▶ _Estratto fornito_
____________________
I ritmi di vita frenetici, lo stress, un’alimentazione scorretta, l’impiego prolungato di farmaci, e l’uso di antibiotici sono in nemici principali di questo “mondo”. Tutte queste situazioni possono provocare quella che i medici definiscono disbiosi intestinale: un’alterazione della flora batterica intestinale che si traduce nello sbilanciamento della composizione del microbiota, nella modifica sia delle sue attività metaboliche sia della distribuzione dei batteri nell’intestino. 

Per il professor Capurso “Le conseguenze sono principalmente tre: la notevole diminuzione del numero di batteri benefici in cui rientrano soprattutto Lattobacilli e Bifidobacteria, la crescita eccessiva di quelli potenzialmente patogeni, cioè nocivi e la perdita della diversità batterica”. 

Nella gran parte dei casi questi tre forme di disbiosi avvengono contemporaneamente e comportano spesso come campanelli d’allarme alcuni fastidiosi sintomi quali: senso di gonfiore e tensione addominale, pesantezza, nausea, difficoltà digestive, attività intestinale irregolare che è accelerata o rallentata.
____________________
▶ _Compiti da svolgere_
a) Ricopia il brano sulla disbiosi intestinale da "I ritmi di vita" a "dei batteri nell’intestino.".
b) Prosegui il brano sulla disbiosi intestinale dopo la sua ultima frase.

▶ _Informazioni fornite_
____________________
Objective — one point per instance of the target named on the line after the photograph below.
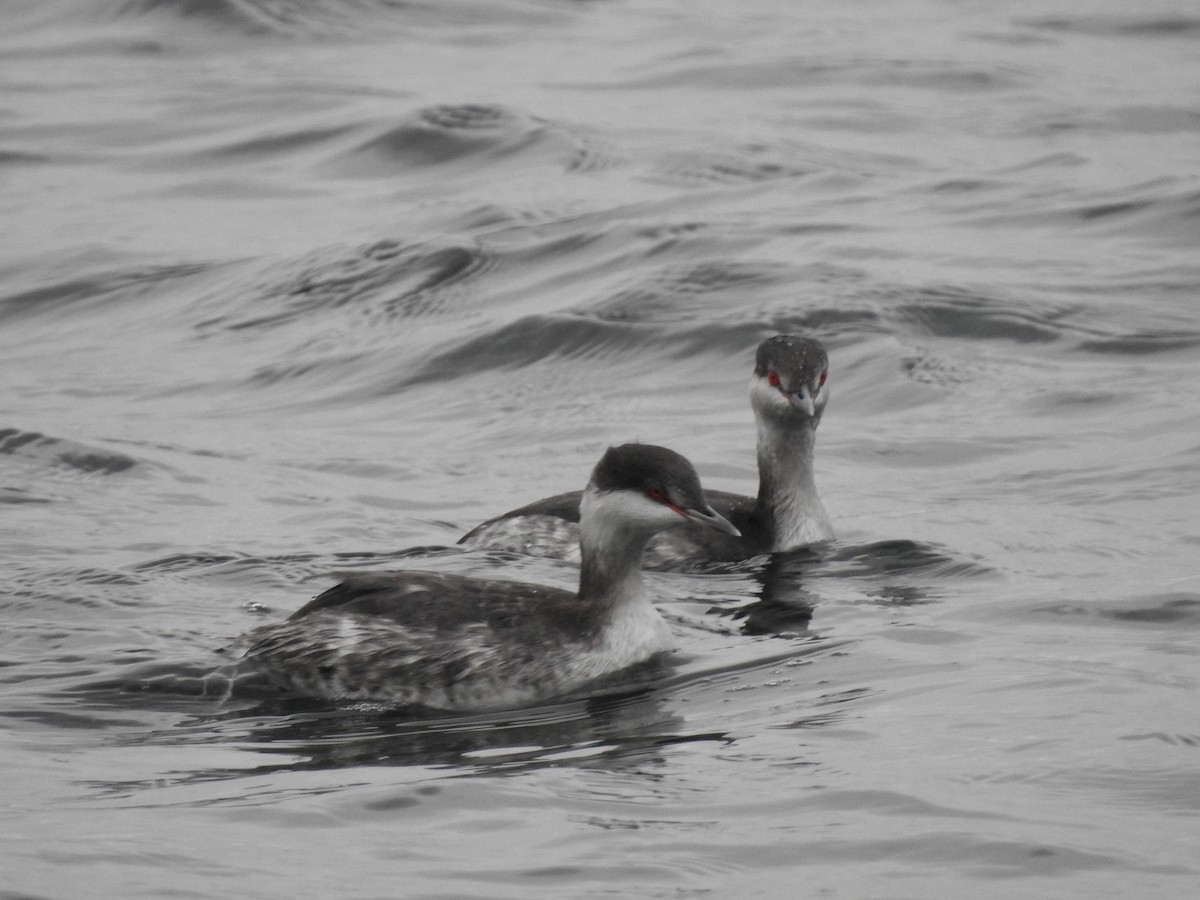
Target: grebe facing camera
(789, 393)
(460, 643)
____________________
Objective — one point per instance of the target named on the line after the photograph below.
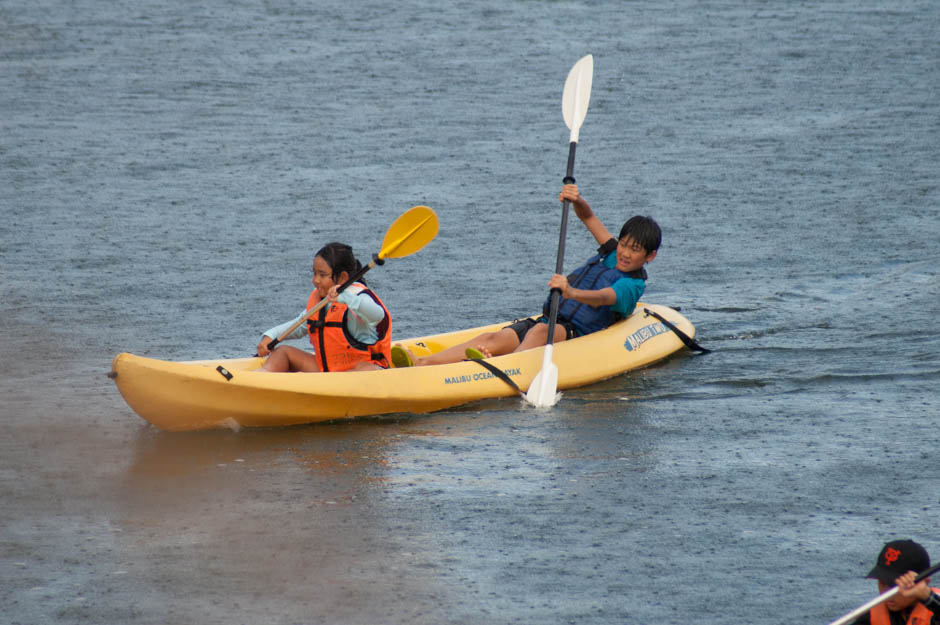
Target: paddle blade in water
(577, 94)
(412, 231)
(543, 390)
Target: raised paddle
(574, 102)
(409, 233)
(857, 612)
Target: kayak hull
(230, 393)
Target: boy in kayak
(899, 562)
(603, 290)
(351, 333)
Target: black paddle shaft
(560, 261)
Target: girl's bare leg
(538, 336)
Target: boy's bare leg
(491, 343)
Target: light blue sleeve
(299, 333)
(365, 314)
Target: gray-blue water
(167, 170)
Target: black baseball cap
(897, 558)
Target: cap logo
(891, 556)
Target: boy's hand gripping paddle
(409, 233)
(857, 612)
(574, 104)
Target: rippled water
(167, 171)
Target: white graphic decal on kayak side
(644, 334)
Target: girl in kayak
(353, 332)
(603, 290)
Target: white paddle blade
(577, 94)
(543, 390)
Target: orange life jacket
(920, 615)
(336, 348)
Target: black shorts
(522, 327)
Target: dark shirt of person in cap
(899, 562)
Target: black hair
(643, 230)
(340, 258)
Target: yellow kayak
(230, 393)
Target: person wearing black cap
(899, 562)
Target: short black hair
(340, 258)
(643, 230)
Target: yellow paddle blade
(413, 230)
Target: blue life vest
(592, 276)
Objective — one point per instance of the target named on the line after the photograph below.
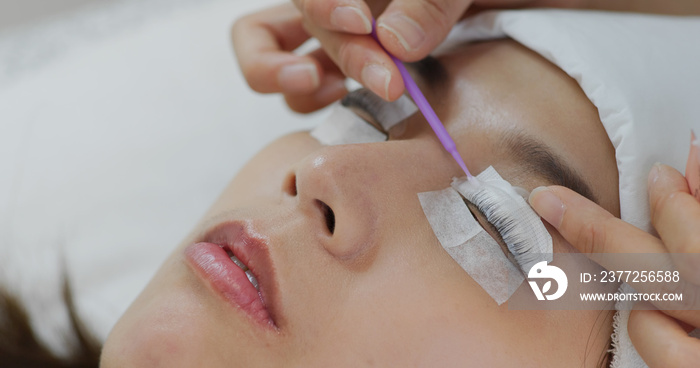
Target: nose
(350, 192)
____________________
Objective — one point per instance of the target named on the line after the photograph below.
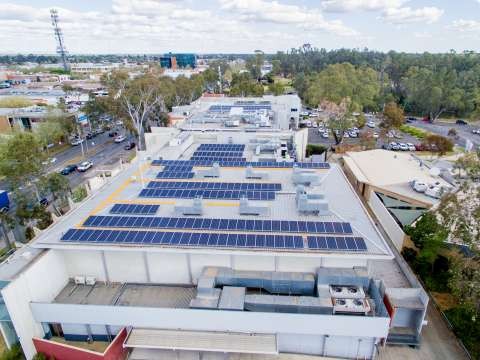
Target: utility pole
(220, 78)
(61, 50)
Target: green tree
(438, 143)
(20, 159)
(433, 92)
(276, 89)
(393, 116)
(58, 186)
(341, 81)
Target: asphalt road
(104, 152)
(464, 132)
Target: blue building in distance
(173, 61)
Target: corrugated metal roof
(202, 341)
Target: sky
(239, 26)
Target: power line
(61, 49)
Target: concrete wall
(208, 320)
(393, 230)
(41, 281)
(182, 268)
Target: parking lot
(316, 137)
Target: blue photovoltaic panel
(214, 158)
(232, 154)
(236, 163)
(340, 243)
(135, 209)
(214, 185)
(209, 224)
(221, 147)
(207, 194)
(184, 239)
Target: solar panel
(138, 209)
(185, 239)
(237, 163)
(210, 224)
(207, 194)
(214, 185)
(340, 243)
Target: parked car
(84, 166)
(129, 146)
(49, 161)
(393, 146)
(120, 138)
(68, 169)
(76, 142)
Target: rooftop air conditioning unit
____________________
▶ _Risposte ai compiti_
a)
I ritmi di vita frenetici, lo stress, un’alimentazione scorretta, l’impiego prolungato di farmaci, e l’uso di antibiotici sono in nemici principali di questo “mondo”. Tutte queste situazioni possono provocare quella che i medici definiscono disbiosi intestinale: un’alterazione della flora batterica intestinale che si traduce nello sbilanciamento della composizione del microbiota, nella modifica sia delle sue attività metaboliche sia della distribuzione dei batteri nell’intestino.

b)
Ma giocare in difesa dell’equilibrio del microbiota intestinale e di conseguenza della nostra salute di questo ambiente si può, utilizzando prodotti a base di probiotici. Tuttavia, devono avere precise qualità tra cui la presenza di ceppi specifici di batteri, per così dire amici, come per esempio Lactobacilli e Bifidobacteria che sono dotati di elevate capacità di superare, rimanendo vivi, le varie porzioni gastrointestinali. Quali lo stomaco che ha un ambiente fortemente acido o l’intestino tenue che ha un ambiente alcalino. Nonché di riprodursi e di moltiplicarsi, poiché sono queste le qualità che ne determinano la loro maggiore potenza. 

In proposito Simone Gugliemetti, professore associato presso il Dipartimento di Scienze degli alimenti, la nutrizione e l’ambiente (Defens) dell’Università degli Studi di Milano specifica che: “Tra i microrganismi probiotici, un ruolo di primo piano è ricoperto dai bifidobatteri, abitanti tipici e specializzati dell’intestino crasso umano, che si sono evoluti esclusivamente all’interno dell’ecosistema intestinale, sviluppando caratteristiche che permettono loro un rapporto privilegiato con la fisiologia umana”.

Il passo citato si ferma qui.